- REQUIRED TASKS -
1. In the Jesus mythicism passage, who is called a sort of poster child for the "strong" mythicists?
2. Reproduce the part of the Jesus mythicism passage that opens with the words containing "While I agree" and closes with "the supernatural. (...)", swapping "antiquity" for "tradition".

- EXCERPTED PASSAGE -
----------
So far all we know we may be looking in the wrong time for Jesus.
 
So it is impossible to propose a historical existence for any person whose biography has been elaborated to contain mythological elements? Some plausible things are stated about Jesus, as well as some fantastic things. Can some criteria be devised to separate legend from reality?

The people who have a real problem are the "strong" mythicists who state that Jesus was never believed by Paul and others to have existed as a human being, and that he was thought of as a purely spiritual entity residing in a non-physical dimension.

While I agree with the "strong" mythicists (Joseph Wheless being a sort of poster child) being a problem, Remsburg pointed out over 100 years ago:

"A Historical myth according to Strauss, and to some extent I follow his language, is a real event colored by the light of antiquity, which confounded the human and divine, the natural and the supernatural. (...)

A Philosophical myth is an idea clothed in the caress of historical narrative. When a mere idea is personified and presented in the form of a man or a god it is called a pure myth. (...)
----------
- DATASET EXTRACT -

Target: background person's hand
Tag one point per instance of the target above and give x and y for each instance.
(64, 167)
----------
- RESPONSES BY TASK -
1. Joseph Wheless

2.
While I agree with the "strong" mythicists (Joseph Wheless being a sort of poster child) being a problem, Remsburg pointed out over 100 years ago:

"A Historical myth according to Strauss, and to some extent I follow his language, is a real event colored by the light of tradition, which confounded the human and divine, the natural and the supernatural. (...)